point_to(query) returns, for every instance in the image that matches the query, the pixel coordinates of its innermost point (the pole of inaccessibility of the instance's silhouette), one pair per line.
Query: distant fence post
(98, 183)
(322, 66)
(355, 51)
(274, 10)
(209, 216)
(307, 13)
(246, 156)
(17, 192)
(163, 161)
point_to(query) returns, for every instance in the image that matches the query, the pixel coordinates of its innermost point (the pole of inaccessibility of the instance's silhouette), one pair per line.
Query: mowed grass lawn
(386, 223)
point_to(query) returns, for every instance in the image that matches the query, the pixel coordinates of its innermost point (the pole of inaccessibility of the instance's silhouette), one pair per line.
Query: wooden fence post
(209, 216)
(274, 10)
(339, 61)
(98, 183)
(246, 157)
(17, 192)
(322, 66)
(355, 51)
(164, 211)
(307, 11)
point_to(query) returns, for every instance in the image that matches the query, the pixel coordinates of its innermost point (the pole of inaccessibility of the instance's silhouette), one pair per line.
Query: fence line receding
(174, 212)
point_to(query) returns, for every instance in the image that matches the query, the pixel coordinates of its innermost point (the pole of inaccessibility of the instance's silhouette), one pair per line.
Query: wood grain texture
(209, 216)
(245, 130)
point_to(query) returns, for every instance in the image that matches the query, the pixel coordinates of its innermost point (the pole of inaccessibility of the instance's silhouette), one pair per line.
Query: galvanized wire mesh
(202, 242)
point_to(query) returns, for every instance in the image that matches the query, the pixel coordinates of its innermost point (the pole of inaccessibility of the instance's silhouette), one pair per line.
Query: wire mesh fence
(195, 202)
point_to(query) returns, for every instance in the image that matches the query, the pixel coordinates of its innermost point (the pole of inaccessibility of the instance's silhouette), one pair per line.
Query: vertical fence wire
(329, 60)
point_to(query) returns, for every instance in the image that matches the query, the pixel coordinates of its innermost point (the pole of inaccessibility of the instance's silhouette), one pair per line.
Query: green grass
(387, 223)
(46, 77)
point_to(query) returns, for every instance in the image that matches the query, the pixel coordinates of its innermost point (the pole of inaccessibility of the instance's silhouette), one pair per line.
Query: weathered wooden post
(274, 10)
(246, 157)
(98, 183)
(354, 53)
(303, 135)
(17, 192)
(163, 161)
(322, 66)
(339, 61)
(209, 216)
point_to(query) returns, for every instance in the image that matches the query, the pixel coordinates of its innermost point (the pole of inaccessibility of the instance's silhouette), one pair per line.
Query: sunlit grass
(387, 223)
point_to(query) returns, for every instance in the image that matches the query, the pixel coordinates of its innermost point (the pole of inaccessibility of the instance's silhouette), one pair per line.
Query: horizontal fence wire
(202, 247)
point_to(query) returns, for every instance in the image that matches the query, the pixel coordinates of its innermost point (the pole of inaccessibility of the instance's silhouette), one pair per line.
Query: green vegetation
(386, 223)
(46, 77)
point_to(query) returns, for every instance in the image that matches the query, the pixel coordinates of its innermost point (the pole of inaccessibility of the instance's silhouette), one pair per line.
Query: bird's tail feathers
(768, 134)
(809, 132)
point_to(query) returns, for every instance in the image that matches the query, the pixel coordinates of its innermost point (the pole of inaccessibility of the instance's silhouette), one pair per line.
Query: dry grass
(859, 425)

···

■ **Exercise requirements**
Reproduce the material verbatim, line by line.

■ **Expected answer**
point_to(query) returns, for every instance in the image that matches the query, the pixel coordinates of its innermost point (the pole of inaccessibility of the instance's silhouette), one pair per line.
Query: distant fence post
(98, 183)
(322, 66)
(355, 51)
(274, 10)
(209, 216)
(307, 13)
(246, 156)
(17, 192)
(163, 161)
point_to(query) returns, for every instance in the image that matches the query, the pixel coordinates of its innermost point (the pole of inaccessibility of the instance's silhouette), one pair per line.
Query: mowed grass lawn
(386, 223)
point_to(query) returns, for every instance in the image that matches the query, the pixel coordinates of its innermost point (the pole of inaccessibility of the instance's silhouette), one pair per line.
Query: wooden fence post
(209, 216)
(274, 10)
(339, 61)
(98, 183)
(246, 157)
(17, 192)
(322, 66)
(355, 51)
(164, 211)
(307, 11)
point_to(query) returns, for every instance in the image that matches the query, the pixel coordinates of its innermost point (the pole of inaccessibility of the instance's silhouette), one pair per line.
Query: fence line receding
(174, 212)
point_to(query) returns, for every instance in the image that matches the query, the pixel coordinates of its innermost point (the pole of inaccessibility of the instance's silhouette), one pair per line.
Query: wood grain texture
(209, 216)
(245, 130)
point_to(query) returns, for every instance in the image that matches the query, the pixel coordinates of its innermost point (the pole of inaccessibility of the instance's silhouette), one pair per line.
Query: galvanized wire mesh
(202, 242)
point_to(query) returns, for every instance in the image that matches the query, the pixel coordinates of its innermost point (the pole of inaccessibility of the instance's silhouette), one pair per line.
Query: wire mesh fence
(195, 202)
point_to(query) returns, for every instance in the image that matches the query, the pixel coordinates of its innermost point (the pole of inaccessibility of the instance's silhouette), one pair per line.
Query: vertical fence wire
(329, 60)
point_to(query) returns, for every instance in the image that matches the query, the pixel coordinates of its innermost point (the pole of inaccessibility of the instance's silhouette), one pair per line.
Query: green grass
(387, 223)
(46, 77)
point_to(query) returns, for every instance in the image that matches the query, the pixel coordinates of its innermost point (the pole of inaccessibility of the instance's silhouette), one pair per line.
Query: weathered wooden post
(274, 10)
(246, 157)
(98, 183)
(354, 53)
(303, 135)
(17, 192)
(163, 161)
(322, 66)
(339, 61)
(209, 216)
point_to(query) returns, for every instance in the image that matches the query, the pixel coordinates of its innermost point (the pole of inaccessibility of the instance's silhouette), one pair per line.
Query: sunlit grass
(387, 223)
point_to(query) returns, for every instance in the image that matches the query, the pixel coordinates of its innermost point (the pole of inaccessibility of the instance's silhouette), one pair per line.
Query: horizontal fence wire
(202, 247)
point_to(query) returns, for every instance in the image that matches the query, the pixel coordinates of its innermost point (the pole of inaccessibility of the instance's silhouette), one pair per line.
Query: green vegetation
(386, 223)
(46, 77)
point_to(query) returns, for every instance in the image that matches the query, the pixel coordinates of its innermost point (the pole of inaccessibility of the instance's silhouette), one pair per line.
Query: bird's tail feathers
(768, 134)
(809, 132)
point_to(query) returns, for every instance in the image that matches the query, the pixel coordinates of its innermost point (the pole of inaccessibility of the instance's silhouette), one pair per line.
Query: dry grass
(859, 425)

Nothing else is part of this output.